◆ **DESCRIPTION OF THE TASK**
Pull out every line in the records below that contains the word "Query".

◆ **LISTED ENTRIES**
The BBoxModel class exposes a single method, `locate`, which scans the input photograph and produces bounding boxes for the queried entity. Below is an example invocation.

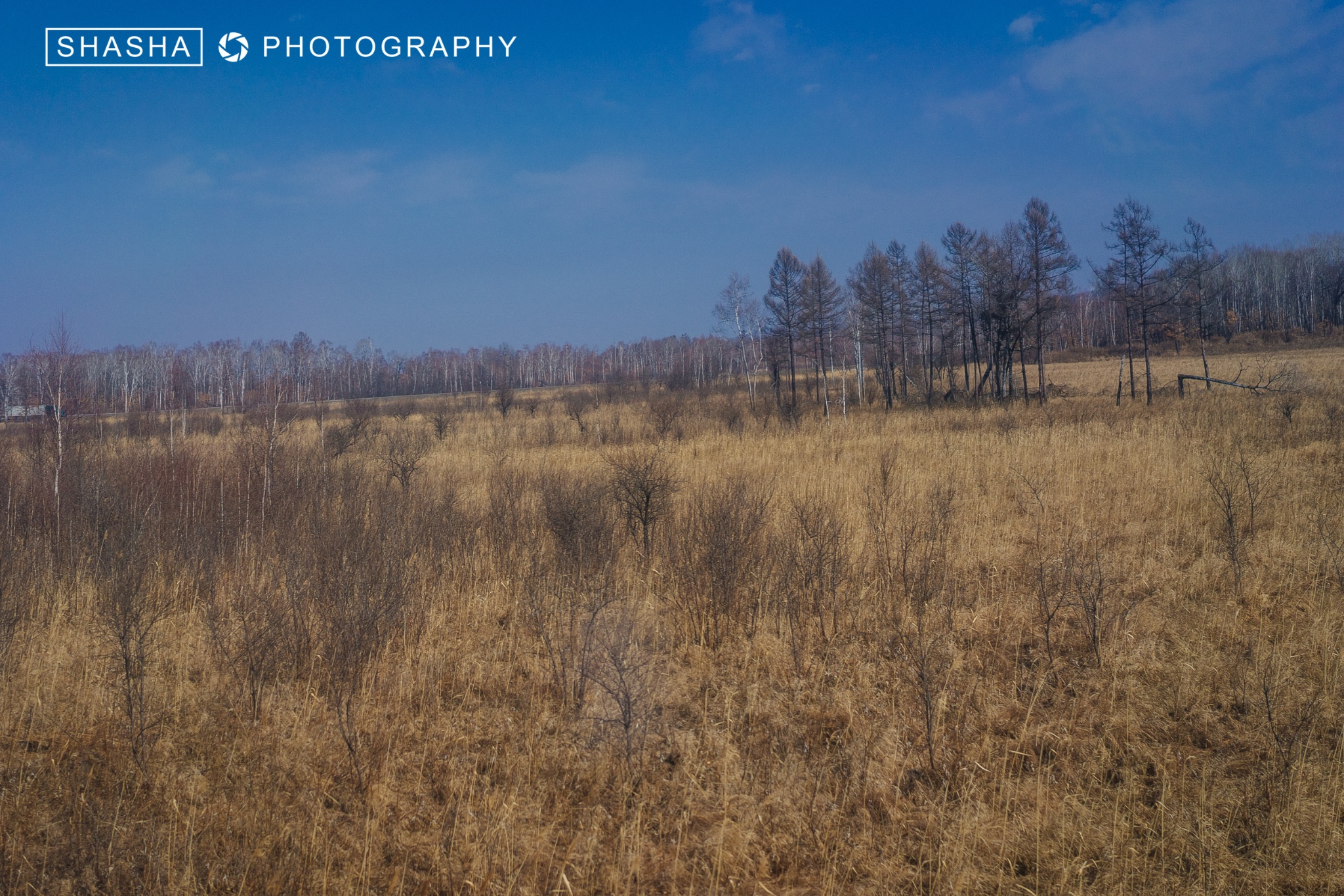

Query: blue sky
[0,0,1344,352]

==

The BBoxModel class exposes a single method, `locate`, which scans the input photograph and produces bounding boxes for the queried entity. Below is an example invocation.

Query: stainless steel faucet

--

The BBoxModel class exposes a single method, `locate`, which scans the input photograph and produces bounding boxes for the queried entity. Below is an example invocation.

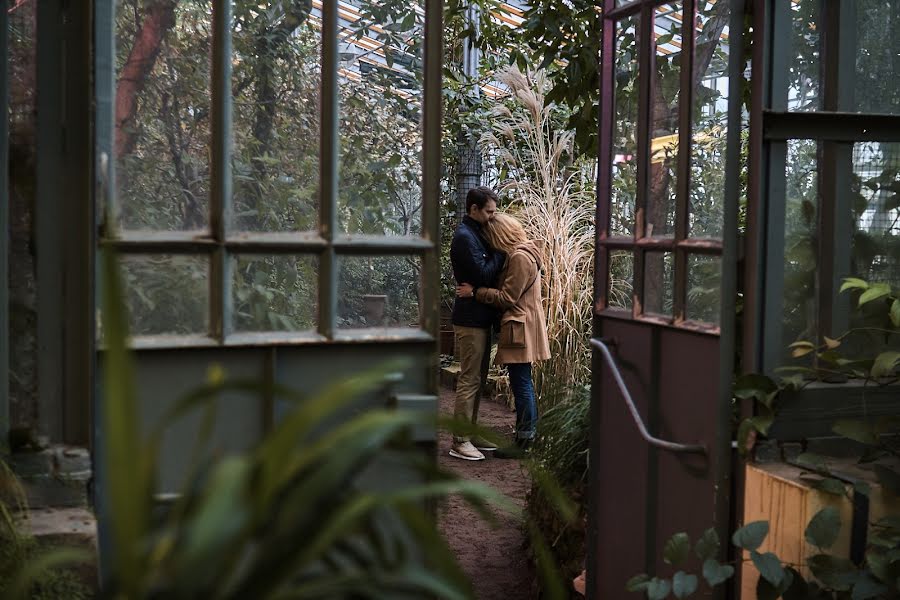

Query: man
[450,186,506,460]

◆ **FULL ANSWER**
Query: blue sky
Query: stainless steel faucet
Query: man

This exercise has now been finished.